**Prompt**
Arrange the lines below as a numbered list, omitting any blank lines.

**Input records**
★ ★ ★ ★ ★
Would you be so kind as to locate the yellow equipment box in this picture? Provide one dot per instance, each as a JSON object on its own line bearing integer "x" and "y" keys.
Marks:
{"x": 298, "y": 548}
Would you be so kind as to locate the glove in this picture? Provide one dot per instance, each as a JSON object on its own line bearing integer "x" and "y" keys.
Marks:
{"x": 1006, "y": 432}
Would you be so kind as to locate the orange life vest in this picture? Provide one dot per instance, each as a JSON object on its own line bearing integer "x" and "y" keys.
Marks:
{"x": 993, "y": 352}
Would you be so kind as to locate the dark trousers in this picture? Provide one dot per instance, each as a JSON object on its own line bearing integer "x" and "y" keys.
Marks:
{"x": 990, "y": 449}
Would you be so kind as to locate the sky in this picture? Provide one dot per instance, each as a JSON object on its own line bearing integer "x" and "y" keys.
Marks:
★ ★ ★ ★ ★
**Right answer**
1. Would you be so kind as to locate the yellow equipment box in this picture? Provide one dot per instance, each as a JSON object on its own line bearing integer "x" and "y" keys.
2. Marks:
3. {"x": 298, "y": 548}
4. Would you be so kind as to locate the glove in this picture? Provide one dot per instance, each as a JSON object on its own line bearing integer "x" and "y" keys.
5. Marks:
6. {"x": 1006, "y": 432}
7. Would you be so kind as to locate the orange life vest in this picture? Provide one dot per instance, each as a JSON object on its own line bearing integer "x" and "y" keys.
8. Marks:
9. {"x": 993, "y": 352}
10. Would you be so kind as to locate the dark trousers in this picture? Provide one dot per instance, each as a JSON object on its own line bearing integer "x" and "y" keys.
11. Marks:
12. {"x": 990, "y": 449}
13. Would you be so kind as to locate the sky in this picture? Provide one dot per instance, each as a JSON object on its own line bearing integer "x" and "y" keys.
14. Marks:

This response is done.